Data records
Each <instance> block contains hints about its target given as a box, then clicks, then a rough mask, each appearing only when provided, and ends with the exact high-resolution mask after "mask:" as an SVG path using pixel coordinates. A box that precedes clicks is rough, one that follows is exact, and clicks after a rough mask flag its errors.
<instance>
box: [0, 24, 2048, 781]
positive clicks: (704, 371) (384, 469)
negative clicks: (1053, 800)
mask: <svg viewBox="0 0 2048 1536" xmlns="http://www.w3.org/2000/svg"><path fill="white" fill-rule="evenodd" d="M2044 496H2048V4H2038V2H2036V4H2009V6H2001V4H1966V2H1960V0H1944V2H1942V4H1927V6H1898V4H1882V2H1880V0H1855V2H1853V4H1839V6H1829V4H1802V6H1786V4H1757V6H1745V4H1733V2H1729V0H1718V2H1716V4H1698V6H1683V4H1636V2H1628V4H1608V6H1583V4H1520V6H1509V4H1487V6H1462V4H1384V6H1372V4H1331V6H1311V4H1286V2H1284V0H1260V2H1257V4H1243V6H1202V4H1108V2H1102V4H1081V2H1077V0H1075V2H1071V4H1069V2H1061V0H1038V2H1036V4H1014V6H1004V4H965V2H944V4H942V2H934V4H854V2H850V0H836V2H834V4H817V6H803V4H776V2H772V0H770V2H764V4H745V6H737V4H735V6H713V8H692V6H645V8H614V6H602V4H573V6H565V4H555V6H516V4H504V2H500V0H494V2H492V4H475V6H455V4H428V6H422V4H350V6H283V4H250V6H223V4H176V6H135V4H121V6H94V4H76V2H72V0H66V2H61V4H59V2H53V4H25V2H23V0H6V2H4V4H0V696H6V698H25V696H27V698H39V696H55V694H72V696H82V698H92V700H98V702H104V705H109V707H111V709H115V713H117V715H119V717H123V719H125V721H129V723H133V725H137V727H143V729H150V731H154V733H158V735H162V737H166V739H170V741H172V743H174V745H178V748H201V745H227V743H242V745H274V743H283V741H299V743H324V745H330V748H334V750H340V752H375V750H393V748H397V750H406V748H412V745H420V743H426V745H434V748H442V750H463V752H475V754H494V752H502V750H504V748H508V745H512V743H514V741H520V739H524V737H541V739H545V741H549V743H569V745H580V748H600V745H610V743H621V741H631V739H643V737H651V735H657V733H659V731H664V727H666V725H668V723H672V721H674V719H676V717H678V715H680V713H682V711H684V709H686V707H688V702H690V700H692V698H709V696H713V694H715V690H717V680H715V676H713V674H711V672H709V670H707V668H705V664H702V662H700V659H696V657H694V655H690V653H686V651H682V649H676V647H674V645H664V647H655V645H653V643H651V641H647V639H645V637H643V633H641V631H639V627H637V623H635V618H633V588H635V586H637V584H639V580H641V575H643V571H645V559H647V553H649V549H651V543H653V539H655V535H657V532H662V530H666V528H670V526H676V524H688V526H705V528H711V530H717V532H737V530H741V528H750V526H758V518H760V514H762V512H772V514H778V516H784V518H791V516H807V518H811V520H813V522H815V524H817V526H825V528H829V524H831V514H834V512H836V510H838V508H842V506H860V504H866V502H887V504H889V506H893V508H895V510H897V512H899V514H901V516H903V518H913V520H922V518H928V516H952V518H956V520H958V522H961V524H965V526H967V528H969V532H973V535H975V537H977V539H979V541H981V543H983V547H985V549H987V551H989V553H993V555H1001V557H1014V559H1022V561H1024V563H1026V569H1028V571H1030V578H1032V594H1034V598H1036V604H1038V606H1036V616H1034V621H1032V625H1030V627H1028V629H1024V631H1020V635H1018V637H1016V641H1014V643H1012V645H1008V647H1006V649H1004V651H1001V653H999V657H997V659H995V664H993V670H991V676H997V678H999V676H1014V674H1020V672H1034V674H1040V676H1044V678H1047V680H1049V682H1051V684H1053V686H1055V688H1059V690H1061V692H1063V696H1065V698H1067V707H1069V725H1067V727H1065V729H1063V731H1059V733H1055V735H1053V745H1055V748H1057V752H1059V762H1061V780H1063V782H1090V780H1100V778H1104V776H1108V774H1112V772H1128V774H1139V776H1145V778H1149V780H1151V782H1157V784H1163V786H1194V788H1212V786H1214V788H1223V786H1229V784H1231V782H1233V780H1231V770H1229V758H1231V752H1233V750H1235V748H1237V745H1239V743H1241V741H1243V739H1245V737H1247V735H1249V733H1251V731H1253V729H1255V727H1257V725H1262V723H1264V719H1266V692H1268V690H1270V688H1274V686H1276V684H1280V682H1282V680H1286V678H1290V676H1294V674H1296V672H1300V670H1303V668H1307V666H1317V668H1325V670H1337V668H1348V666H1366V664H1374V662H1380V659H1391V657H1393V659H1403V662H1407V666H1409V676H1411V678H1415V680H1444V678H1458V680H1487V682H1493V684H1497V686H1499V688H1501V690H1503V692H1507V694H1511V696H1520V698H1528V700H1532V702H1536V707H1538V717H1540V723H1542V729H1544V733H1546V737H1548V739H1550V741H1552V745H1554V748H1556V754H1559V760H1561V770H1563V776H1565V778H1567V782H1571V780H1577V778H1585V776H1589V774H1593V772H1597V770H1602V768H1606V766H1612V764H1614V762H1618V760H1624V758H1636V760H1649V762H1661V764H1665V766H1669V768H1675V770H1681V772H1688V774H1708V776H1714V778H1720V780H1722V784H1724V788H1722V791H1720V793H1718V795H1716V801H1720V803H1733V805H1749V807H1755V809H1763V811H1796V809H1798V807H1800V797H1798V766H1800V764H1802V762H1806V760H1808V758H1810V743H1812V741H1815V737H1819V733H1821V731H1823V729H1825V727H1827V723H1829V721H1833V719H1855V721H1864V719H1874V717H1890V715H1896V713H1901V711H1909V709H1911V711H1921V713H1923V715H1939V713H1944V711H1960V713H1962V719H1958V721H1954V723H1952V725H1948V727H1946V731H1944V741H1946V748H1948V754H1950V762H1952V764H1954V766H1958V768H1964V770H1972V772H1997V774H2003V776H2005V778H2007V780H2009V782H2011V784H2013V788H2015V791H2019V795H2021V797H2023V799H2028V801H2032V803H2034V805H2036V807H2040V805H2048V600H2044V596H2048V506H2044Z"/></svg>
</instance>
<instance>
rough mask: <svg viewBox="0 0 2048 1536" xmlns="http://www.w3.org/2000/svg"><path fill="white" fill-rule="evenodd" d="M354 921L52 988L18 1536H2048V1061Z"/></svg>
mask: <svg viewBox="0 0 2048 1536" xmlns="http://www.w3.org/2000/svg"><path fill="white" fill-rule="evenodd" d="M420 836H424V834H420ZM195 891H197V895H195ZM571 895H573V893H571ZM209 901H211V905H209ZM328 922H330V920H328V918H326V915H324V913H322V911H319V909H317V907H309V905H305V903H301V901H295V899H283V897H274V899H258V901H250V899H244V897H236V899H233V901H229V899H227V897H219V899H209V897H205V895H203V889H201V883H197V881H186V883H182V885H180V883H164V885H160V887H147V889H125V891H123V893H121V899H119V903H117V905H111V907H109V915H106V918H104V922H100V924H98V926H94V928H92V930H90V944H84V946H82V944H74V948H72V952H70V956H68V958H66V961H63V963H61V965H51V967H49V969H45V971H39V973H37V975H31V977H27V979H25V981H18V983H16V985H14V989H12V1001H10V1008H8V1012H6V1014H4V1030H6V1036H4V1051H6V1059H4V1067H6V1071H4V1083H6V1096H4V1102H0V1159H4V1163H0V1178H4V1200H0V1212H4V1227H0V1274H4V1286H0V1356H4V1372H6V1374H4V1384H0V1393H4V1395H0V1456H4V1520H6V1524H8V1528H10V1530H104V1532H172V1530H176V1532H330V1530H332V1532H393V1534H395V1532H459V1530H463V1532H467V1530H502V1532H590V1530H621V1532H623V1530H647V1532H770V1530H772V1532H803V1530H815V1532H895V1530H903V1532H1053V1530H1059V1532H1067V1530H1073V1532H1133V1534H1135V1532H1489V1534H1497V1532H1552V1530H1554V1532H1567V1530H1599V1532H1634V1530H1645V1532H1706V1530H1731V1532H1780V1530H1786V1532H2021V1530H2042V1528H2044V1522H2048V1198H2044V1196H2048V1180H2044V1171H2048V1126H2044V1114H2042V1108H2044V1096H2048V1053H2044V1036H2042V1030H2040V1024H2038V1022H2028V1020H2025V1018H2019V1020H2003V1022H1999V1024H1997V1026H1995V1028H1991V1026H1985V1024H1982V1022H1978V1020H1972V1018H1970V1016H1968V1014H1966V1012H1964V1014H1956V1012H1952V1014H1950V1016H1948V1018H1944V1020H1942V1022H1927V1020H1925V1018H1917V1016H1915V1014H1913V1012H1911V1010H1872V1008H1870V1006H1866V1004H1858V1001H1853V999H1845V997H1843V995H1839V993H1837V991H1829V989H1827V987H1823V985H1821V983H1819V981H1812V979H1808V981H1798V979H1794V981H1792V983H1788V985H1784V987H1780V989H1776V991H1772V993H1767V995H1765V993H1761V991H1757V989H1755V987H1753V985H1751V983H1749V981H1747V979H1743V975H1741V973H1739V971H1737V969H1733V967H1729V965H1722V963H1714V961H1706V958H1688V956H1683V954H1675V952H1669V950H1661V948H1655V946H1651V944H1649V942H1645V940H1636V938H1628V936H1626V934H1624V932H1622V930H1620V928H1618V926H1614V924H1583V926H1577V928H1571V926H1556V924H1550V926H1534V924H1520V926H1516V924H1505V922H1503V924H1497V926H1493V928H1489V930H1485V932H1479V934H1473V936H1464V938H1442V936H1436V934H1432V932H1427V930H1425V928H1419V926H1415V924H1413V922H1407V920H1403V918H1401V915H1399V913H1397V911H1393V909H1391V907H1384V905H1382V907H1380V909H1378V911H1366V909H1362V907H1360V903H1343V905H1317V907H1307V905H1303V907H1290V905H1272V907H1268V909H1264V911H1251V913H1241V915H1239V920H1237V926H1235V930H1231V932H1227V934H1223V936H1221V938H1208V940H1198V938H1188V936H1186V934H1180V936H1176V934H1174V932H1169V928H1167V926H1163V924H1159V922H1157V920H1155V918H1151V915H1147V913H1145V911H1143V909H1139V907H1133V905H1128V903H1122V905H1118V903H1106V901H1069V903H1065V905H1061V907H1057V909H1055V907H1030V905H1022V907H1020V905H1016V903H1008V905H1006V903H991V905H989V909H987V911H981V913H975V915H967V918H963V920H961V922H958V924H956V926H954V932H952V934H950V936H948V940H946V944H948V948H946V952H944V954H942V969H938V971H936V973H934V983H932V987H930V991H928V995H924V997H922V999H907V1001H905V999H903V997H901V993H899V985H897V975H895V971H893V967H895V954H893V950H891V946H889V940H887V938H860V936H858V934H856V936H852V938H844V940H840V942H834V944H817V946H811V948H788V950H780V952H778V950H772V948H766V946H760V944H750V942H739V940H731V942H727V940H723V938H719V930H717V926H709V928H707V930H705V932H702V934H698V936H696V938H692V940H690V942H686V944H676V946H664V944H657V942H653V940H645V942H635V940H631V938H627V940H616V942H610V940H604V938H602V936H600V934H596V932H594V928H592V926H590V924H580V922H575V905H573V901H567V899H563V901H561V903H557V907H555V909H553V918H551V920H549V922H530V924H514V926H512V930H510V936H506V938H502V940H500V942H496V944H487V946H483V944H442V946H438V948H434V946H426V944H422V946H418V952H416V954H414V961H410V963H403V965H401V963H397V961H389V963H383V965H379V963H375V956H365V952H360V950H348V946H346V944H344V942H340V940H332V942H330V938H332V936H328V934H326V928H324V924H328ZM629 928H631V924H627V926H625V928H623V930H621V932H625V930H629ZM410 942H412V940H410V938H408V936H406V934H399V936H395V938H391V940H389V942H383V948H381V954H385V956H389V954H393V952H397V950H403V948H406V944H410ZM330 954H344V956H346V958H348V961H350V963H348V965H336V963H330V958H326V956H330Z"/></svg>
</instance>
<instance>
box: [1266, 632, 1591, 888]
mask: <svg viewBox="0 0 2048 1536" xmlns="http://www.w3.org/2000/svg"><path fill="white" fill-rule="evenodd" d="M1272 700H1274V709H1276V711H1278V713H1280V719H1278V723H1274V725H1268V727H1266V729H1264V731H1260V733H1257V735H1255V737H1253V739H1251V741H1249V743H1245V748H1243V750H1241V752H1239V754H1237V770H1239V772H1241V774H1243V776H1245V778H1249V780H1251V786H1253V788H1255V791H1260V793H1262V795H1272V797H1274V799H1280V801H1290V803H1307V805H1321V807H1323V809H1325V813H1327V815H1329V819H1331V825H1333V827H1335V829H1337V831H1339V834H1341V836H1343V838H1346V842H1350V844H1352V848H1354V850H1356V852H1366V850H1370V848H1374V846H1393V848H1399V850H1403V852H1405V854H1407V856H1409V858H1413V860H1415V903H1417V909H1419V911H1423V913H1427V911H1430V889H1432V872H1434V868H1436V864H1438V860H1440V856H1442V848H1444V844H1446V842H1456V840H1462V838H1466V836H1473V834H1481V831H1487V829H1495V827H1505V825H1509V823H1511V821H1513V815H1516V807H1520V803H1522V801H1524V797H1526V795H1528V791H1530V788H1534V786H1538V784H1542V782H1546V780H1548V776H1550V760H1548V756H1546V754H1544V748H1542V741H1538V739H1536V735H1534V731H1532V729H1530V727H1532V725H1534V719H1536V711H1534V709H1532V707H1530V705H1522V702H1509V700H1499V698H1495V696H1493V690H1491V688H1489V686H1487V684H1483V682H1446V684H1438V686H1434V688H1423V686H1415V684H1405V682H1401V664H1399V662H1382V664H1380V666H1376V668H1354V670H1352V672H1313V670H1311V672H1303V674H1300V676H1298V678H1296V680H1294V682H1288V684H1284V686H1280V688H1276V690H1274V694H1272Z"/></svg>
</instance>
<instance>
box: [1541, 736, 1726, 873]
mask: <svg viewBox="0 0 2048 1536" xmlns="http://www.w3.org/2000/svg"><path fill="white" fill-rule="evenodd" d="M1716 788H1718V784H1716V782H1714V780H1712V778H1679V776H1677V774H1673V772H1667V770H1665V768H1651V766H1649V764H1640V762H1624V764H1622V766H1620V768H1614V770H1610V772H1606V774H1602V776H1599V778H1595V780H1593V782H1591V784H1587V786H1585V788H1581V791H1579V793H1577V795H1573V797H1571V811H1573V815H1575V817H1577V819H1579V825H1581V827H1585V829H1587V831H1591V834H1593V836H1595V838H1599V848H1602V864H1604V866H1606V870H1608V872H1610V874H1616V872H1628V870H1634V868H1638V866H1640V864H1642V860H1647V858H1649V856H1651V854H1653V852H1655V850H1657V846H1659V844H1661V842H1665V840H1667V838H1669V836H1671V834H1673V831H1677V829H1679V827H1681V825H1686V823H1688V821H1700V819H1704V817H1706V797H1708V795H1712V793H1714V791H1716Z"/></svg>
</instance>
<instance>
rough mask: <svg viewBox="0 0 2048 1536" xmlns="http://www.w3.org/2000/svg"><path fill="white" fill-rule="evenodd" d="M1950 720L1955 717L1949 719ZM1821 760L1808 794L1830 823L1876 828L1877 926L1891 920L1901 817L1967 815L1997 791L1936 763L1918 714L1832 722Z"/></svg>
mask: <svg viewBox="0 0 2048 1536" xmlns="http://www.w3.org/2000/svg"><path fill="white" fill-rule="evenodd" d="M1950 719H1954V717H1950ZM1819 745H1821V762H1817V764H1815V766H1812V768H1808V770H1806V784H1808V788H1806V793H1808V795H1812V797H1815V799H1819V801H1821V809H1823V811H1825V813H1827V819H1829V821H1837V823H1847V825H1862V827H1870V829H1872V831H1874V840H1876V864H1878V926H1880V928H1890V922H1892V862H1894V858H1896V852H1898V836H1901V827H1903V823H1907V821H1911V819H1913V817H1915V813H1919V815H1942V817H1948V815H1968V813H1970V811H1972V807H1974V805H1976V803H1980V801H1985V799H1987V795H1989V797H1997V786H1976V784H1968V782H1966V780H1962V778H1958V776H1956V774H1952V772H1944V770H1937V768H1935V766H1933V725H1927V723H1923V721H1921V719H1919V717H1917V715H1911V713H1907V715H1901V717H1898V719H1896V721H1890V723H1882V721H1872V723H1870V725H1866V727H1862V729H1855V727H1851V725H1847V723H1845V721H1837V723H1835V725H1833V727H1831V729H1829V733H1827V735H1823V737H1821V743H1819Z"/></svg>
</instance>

EXERCISE:
Copy out the material above, word for word, from its first line through the line containing "negative clicks: (1053, 800)", with both of those lines included.

REPLY:
Each <instance> block contains hints about its target given as a box, then clicks, then a rough mask, each appearing only when provided, and ends with the exact high-resolution mask after "mask:" as an SVG path using pixel coordinates. A box that precedes clicks is rough, one that follows is exact, and clicks after a rough mask flag its errors.
<instance>
box: [0, 24, 2048, 781]
positive clicks: (704, 371) (384, 469)
negative clicks: (1053, 800)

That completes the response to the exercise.